··· DATA TO USE

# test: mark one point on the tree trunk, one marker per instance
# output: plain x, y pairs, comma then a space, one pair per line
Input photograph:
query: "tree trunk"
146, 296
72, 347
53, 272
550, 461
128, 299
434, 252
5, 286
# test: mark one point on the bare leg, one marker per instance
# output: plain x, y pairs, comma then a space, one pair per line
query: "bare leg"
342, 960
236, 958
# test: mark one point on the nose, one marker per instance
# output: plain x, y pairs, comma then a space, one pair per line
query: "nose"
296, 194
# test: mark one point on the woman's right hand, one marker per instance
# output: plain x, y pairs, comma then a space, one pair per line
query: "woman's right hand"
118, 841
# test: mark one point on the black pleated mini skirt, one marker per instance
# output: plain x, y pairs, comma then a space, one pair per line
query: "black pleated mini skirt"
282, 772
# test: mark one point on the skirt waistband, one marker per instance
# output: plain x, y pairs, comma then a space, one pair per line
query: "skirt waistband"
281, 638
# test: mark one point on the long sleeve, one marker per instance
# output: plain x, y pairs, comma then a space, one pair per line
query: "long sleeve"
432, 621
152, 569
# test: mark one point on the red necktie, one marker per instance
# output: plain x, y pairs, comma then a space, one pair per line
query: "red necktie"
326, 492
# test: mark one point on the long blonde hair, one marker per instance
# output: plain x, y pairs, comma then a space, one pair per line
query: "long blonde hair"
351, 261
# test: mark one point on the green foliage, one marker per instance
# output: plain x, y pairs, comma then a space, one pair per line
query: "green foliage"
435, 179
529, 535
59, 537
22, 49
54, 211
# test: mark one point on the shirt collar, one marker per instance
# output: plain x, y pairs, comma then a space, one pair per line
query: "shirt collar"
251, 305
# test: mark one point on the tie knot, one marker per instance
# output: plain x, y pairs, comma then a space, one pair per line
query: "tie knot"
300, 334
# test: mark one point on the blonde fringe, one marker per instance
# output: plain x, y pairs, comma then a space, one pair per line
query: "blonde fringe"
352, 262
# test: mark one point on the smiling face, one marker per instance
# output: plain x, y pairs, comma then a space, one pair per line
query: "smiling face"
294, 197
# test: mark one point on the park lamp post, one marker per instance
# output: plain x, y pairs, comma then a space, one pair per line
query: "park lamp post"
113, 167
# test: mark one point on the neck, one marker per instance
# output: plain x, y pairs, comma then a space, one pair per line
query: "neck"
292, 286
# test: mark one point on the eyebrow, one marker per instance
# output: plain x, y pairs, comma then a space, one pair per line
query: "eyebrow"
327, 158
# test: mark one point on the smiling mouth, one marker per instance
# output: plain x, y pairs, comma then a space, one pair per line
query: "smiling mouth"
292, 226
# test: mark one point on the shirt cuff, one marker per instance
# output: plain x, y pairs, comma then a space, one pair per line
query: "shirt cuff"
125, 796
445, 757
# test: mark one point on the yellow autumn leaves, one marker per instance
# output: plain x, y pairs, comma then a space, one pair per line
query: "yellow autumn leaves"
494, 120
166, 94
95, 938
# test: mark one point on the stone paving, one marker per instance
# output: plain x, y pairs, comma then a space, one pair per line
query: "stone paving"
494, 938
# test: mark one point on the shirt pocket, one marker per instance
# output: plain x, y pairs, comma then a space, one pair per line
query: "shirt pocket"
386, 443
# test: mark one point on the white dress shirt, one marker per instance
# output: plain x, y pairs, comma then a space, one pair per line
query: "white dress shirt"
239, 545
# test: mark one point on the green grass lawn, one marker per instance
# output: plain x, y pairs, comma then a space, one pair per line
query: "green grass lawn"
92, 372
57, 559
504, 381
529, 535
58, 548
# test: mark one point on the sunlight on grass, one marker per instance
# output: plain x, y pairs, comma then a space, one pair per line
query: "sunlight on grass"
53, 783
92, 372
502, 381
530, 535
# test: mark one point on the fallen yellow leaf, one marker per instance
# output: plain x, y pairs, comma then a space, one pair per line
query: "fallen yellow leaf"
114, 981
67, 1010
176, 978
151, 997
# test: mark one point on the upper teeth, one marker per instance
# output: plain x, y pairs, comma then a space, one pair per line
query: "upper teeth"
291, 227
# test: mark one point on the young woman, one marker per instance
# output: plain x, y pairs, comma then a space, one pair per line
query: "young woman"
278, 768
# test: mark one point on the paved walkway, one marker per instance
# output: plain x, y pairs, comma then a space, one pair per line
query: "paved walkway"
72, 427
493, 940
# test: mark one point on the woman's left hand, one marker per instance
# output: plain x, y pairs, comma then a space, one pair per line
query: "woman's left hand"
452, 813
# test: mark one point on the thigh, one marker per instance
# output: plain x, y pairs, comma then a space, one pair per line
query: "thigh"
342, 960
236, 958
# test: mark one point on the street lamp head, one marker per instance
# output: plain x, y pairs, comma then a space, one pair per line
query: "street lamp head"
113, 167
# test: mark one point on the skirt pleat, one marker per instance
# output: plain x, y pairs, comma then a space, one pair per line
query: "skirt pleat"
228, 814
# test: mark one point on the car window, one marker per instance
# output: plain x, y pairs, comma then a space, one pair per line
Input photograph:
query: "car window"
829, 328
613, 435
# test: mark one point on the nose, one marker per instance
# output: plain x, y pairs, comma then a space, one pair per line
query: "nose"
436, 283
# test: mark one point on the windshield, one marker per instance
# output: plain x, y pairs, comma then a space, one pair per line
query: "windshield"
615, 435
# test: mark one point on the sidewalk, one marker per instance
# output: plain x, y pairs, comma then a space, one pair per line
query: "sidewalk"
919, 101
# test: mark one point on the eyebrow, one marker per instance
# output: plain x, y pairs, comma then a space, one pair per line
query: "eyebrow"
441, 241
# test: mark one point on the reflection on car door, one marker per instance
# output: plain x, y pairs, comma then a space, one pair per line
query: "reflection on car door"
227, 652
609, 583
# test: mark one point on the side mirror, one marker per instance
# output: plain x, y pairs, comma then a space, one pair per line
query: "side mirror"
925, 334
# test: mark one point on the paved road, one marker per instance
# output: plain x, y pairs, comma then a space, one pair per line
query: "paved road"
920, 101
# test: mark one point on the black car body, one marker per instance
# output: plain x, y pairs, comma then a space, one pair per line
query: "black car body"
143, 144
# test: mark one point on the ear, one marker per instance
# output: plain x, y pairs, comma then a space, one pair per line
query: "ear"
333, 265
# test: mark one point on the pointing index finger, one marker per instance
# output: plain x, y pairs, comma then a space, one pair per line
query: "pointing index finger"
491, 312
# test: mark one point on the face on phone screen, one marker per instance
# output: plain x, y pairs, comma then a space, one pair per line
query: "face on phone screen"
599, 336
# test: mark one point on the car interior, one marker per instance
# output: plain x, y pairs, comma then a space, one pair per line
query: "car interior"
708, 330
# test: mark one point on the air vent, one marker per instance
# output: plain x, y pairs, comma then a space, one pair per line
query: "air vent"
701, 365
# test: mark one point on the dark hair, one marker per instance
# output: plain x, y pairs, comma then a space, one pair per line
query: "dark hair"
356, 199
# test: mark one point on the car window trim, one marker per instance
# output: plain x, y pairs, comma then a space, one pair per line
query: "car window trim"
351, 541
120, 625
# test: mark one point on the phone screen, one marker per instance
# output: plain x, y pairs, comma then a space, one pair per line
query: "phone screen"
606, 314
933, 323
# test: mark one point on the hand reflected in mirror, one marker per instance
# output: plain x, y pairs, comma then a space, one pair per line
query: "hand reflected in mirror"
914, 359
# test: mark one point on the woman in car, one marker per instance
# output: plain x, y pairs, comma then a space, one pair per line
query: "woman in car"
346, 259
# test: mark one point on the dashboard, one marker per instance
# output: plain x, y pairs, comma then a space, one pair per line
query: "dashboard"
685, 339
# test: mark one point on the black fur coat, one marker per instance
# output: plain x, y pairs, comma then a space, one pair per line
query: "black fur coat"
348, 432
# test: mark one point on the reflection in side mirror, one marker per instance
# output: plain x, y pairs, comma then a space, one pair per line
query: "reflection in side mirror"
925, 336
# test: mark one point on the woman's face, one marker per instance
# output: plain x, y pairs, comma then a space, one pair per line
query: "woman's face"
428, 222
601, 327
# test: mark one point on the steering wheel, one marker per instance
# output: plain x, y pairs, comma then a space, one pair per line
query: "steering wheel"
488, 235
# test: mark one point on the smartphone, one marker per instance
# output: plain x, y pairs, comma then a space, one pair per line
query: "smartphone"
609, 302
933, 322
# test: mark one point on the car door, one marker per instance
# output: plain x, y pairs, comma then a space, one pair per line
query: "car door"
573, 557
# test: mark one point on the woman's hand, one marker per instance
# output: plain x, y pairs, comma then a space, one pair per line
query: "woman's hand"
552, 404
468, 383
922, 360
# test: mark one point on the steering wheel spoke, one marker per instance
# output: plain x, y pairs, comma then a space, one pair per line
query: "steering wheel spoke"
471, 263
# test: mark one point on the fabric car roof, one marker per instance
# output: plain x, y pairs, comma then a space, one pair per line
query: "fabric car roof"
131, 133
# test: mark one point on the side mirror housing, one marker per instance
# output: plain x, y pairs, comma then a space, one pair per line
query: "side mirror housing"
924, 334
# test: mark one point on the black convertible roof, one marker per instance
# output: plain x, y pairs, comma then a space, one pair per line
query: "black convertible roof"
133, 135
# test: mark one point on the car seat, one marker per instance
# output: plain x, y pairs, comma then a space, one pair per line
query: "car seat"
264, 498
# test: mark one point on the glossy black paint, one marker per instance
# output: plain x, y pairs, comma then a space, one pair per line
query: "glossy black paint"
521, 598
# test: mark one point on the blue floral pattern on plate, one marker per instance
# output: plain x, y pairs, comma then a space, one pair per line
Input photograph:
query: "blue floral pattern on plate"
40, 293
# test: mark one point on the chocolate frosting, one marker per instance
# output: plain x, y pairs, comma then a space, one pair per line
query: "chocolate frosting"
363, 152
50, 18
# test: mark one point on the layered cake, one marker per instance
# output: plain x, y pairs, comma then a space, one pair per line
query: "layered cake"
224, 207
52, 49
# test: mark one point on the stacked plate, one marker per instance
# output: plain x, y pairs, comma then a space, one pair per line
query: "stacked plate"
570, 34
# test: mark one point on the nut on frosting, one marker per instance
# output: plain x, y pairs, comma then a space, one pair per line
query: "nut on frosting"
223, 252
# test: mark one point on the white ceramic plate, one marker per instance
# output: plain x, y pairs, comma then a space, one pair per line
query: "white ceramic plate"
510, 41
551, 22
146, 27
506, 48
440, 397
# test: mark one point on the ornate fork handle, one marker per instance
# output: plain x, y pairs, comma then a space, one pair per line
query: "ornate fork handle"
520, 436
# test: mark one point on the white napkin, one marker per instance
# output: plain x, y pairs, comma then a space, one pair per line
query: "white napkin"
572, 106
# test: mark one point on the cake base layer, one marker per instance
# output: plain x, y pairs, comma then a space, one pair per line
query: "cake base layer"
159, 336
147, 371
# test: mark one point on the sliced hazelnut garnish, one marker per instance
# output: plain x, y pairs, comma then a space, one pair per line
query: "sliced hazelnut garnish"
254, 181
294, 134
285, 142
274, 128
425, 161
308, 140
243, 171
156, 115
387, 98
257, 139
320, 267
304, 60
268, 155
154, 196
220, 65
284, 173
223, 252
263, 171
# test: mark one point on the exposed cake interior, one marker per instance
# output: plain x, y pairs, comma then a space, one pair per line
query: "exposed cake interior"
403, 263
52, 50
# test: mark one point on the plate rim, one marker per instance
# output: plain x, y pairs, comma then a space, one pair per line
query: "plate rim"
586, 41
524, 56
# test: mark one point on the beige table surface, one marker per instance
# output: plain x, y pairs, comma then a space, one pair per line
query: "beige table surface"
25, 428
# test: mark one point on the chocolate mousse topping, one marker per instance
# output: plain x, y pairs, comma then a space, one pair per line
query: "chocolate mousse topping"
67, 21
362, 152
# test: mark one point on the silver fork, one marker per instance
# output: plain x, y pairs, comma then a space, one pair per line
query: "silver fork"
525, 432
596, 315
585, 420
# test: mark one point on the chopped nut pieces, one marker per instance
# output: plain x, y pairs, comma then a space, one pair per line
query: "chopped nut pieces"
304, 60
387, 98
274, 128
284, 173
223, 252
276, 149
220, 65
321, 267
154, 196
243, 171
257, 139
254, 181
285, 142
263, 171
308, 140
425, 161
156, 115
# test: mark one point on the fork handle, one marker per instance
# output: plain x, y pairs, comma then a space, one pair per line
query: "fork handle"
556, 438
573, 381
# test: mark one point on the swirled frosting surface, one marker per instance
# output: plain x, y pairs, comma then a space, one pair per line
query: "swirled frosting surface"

······

## PROBLEM TO WORK ON
Find the line with "# test: mark one point on the silver" in the listing above, then write out that line and each remaining line exactly, with no other text.

## ANSWER FOR THE TASK
# test: mark one point on the silver fork, one marker per instance
# output: plain x, y pairs, comma then a space, one pair per line
query: "silver fork"
525, 432
596, 315
585, 420
# test: mark one point on the chopped nut pieces, one marker per instance
# output: plain x, y pairs, comma then a space, one pair per line
query: "chopped nut pieces"
304, 60
387, 98
274, 128
284, 173
223, 252
276, 149
220, 65
321, 267
154, 196
243, 171
257, 139
254, 181
285, 142
263, 171
308, 140
425, 161
156, 115
# test: mark one point on the fork handle, one marker per instance
# output: plain x, y pairs, comma then a space, one pair per line
query: "fork handle"
556, 438
573, 381
# test: mark one point on the swirled frosting surface, one marker per instance
# output: plain x, y pairs, comma then a space, one pair per line
query: "swirled frosting surface"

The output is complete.